→ Description of the task:
Reproduce verbatim only the lines from the one containing "like x=175 y=120." through the last line below, both included.

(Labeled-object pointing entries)
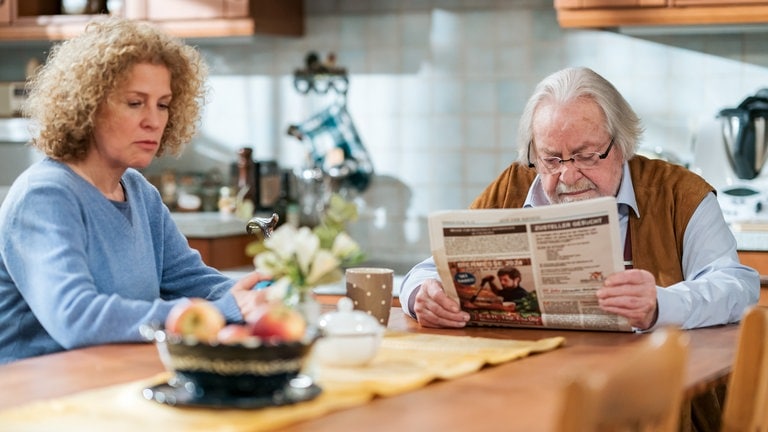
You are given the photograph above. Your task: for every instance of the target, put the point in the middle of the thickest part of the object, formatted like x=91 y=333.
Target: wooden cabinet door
x=195 y=9
x=5 y=12
x=607 y=4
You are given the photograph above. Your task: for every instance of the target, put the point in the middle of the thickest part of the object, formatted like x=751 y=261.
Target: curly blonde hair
x=80 y=74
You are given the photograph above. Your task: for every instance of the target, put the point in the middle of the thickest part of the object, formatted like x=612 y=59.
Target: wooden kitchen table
x=520 y=395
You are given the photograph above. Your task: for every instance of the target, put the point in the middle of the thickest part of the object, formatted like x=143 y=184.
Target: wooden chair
x=746 y=400
x=645 y=393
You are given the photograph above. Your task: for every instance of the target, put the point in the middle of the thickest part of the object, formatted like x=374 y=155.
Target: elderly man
x=577 y=140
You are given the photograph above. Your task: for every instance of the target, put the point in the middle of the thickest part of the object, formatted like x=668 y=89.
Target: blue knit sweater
x=77 y=269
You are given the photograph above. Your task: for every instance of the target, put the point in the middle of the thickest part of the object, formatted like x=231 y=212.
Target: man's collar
x=625 y=196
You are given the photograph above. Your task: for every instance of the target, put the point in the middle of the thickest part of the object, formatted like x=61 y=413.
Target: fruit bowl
x=252 y=368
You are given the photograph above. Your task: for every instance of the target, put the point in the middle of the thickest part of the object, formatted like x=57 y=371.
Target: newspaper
x=561 y=253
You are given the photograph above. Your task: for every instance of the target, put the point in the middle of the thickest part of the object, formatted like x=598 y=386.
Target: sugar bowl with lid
x=349 y=337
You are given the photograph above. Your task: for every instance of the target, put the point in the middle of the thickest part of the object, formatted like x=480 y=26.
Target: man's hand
x=631 y=294
x=435 y=309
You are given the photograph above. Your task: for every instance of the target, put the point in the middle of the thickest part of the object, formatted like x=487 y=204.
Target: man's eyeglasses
x=584 y=160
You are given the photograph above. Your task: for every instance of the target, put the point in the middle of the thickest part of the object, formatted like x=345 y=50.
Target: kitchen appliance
x=12 y=96
x=745 y=130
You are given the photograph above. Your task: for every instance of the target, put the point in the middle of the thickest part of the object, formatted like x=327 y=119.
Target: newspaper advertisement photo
x=532 y=266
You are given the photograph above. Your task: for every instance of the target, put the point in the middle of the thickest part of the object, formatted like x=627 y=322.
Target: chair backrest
x=645 y=393
x=746 y=400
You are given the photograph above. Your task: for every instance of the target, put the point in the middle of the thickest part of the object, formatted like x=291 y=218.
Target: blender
x=744 y=131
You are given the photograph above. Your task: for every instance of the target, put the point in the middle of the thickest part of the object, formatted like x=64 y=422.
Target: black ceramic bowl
x=256 y=369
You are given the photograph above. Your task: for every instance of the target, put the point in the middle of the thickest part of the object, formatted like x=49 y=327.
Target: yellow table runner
x=406 y=361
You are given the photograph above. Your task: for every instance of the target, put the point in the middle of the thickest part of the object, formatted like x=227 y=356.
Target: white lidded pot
x=349 y=337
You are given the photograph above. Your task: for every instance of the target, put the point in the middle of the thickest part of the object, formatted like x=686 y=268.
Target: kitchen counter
x=208 y=224
x=750 y=238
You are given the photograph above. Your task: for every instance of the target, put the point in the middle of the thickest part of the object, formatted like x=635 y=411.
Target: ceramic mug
x=370 y=289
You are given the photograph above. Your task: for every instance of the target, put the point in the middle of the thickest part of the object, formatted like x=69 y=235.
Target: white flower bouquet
x=301 y=258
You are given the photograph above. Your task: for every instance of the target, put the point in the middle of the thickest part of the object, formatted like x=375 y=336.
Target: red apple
x=195 y=317
x=234 y=333
x=278 y=322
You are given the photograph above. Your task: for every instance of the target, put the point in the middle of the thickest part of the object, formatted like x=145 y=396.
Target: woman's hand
x=433 y=308
x=246 y=297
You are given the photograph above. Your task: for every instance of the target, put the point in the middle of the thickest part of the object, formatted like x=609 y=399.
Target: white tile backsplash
x=436 y=89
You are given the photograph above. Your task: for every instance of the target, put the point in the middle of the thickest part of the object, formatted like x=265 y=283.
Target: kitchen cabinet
x=610 y=14
x=227 y=252
x=5 y=12
x=43 y=20
x=758 y=260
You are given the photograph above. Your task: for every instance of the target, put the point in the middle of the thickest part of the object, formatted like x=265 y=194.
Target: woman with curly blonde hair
x=88 y=251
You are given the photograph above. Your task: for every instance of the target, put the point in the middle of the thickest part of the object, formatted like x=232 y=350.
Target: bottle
x=287 y=206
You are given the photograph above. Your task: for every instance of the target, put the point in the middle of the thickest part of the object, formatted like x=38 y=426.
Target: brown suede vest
x=667 y=195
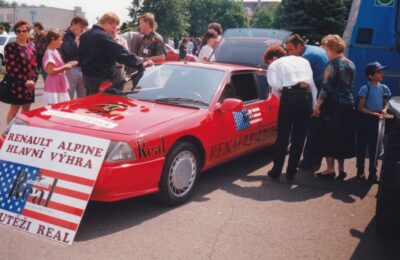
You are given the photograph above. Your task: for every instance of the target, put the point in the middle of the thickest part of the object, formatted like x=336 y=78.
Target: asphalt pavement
x=236 y=213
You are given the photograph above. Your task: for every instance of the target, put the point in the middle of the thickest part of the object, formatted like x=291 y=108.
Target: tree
x=313 y=18
x=171 y=15
x=229 y=13
x=4 y=3
x=264 y=17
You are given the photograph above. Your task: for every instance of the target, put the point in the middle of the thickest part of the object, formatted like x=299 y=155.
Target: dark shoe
x=290 y=176
x=305 y=165
x=360 y=176
x=342 y=175
x=330 y=175
x=316 y=167
x=373 y=178
x=273 y=175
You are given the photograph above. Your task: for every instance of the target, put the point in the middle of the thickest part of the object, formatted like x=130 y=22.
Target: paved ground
x=236 y=213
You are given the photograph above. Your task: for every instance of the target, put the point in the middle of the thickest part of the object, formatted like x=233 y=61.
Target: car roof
x=215 y=65
x=246 y=46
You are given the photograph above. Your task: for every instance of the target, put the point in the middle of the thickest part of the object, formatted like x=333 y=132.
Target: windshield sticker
x=81 y=118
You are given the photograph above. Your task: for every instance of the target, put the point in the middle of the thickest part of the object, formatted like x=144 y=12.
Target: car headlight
x=15 y=121
x=119 y=151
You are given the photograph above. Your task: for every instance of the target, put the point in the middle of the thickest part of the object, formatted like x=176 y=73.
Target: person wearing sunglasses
x=18 y=85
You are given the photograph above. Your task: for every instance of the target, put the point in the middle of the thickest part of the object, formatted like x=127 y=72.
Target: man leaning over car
x=98 y=52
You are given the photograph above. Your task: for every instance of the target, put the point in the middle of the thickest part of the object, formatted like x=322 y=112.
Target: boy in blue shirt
x=372 y=104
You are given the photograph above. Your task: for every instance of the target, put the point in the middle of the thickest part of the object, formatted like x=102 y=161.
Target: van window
x=364 y=36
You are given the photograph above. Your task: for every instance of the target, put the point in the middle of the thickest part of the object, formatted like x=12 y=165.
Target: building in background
x=252 y=5
x=50 y=17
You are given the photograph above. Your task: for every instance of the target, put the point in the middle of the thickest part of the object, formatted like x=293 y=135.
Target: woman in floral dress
x=21 y=69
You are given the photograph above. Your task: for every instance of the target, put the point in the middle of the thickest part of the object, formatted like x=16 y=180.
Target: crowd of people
x=315 y=85
x=327 y=119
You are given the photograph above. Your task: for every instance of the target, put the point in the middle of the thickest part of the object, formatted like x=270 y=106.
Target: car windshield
x=280 y=35
x=247 y=46
x=176 y=84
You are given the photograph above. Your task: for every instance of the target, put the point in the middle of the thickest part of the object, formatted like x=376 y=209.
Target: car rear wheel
x=180 y=173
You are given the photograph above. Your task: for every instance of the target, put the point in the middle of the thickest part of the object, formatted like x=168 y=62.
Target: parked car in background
x=174 y=120
x=4 y=39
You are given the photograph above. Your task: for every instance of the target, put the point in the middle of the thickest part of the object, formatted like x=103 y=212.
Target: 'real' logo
x=110 y=108
x=384 y=3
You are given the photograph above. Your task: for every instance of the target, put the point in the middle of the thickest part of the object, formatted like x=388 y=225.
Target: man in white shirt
x=291 y=79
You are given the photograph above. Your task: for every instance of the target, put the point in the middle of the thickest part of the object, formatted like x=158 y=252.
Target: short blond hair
x=109 y=17
x=334 y=43
x=148 y=18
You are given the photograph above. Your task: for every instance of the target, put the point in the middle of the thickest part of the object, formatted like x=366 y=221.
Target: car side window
x=228 y=92
x=245 y=86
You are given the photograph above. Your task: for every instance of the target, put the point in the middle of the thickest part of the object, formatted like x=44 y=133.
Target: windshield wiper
x=182 y=100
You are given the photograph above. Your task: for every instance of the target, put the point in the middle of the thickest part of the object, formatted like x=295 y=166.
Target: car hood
x=110 y=114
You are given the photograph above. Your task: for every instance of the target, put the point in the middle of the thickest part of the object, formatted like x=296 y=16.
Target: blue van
x=373 y=34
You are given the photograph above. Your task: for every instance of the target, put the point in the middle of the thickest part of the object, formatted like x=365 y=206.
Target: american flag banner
x=42 y=201
x=245 y=118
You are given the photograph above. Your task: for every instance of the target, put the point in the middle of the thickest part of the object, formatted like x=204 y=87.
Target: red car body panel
x=152 y=128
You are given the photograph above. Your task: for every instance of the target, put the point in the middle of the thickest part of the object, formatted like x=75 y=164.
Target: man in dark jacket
x=98 y=52
x=69 y=52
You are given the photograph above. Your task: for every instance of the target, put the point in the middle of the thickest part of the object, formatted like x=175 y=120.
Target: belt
x=297 y=86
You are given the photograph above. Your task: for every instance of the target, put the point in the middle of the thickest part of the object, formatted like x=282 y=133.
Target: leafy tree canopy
x=176 y=18
x=313 y=18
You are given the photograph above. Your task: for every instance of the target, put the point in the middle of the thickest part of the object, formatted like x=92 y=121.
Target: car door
x=240 y=131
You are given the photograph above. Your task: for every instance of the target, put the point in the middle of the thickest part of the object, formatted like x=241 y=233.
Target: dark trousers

→ Exercise result:
You are given the photograph above. Your task: for every instance of the target, put the point in the middle of the thickest part of the object, formatted like x=175 y=120.
Target: belt
x=297 y=86
You are given the photograph above. Your task: for every instance of the target, put the point in the middle of the thickest part of the object, formatted like x=282 y=133.
Target: leafy tree canopy
x=176 y=18
x=313 y=18
You are given the photograph above. Your task: for every instance of the target, put the point in the middle of the thickest part of the object, formatted like x=92 y=121.
Target: car door
x=240 y=131
You are given the photograph above. Your task: for every instance of the target, put the point in the middle of the thickest part of the object, formatted like x=241 y=233.
Target: dark trousers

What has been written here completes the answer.